→ Written task 1: In the thermodynamics derivation, why does dU reduce to C_V dT?
→ Written task 2: Count the lines of the records that contain the string "towel", matching case exactly, and give only the number.

→ Text shown:
##########
Now to the problem: I have found the equation (which I didn't remember...)

dU =C_{V}dT +\left[T\left(\frac{\partial p}{\partial T}\right)_{V} - p\right]dV

So with the equation of state it gives:

\dfrac{\partial p}{\partial T} = \dfrac{\partial}{\partial T}\left(\dfrac{R}{V-b}T\right) = \dfrac{R}{V-b}

And including it in the previous equation:

dU = C_{V}dT +\left[T\dfrac{R}{V-b} - p\right]dV = C_{V}dT +\left[T\dfrac{R}{V-b} - \dfrac{R}{V-b}T \right]dV = C_{V}dT

Now, to put C_{V} in terms of C_{P} we have the relation:

C_p - C_V = T \left(\frac{\partial p}{\partial T}\right)_{V} \left(\frac{\partial V}{\partial T}\right)_{p}

The terms of which we can find with the equation of state:

\frac{\partial p}{\partial T} = \dfrac{R}{V-b} \qquad \frac{\partial V}{\partial T} = \dfrac{R}{p}

So

C_p - C_V = \cdots = R \Rightarrow C_V = C_p - R = 2R

And finally dU = C_{V}dT= 2R dT so \Delta U = 2R \Delta T

Is it alright? Any problem with not determining U but \Delta U?
##########
→ Data:

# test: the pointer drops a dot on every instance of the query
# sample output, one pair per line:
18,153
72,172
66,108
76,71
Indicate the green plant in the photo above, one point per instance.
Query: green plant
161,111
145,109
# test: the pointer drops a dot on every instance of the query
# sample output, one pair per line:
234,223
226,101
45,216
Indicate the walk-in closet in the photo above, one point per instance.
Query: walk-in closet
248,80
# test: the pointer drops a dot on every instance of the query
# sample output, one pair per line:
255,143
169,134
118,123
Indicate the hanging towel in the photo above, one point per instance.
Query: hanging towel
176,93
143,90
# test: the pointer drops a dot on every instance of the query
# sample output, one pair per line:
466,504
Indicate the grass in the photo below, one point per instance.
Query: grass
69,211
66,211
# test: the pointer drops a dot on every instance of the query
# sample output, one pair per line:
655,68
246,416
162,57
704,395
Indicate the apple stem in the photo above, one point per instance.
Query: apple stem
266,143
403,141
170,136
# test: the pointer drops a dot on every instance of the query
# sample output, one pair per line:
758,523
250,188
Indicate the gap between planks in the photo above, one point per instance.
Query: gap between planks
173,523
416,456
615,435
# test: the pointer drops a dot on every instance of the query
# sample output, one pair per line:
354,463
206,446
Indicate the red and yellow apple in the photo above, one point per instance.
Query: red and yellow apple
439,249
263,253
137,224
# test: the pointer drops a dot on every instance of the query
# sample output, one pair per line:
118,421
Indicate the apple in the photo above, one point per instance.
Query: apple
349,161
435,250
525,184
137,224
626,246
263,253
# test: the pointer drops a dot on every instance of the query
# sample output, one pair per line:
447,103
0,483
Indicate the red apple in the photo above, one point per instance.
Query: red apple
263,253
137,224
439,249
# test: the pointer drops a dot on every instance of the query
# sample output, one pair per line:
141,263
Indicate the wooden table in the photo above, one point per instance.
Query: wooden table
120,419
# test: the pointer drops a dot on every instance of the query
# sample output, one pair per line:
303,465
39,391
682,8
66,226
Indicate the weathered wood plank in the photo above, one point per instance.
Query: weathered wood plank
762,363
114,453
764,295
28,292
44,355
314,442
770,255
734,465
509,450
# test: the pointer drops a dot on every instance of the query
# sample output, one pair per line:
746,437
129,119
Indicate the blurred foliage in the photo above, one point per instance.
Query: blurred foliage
##########
→ Expected answer 1: Using the equation of state, (∂p/∂T)_V = R/(V−b), so T(∂p/∂T)_V equals R T/(V−b), which is p itself. The bracket multiplying dV is therefore zero, and only the C_V dT term is left.

→ Expected answer 2: 2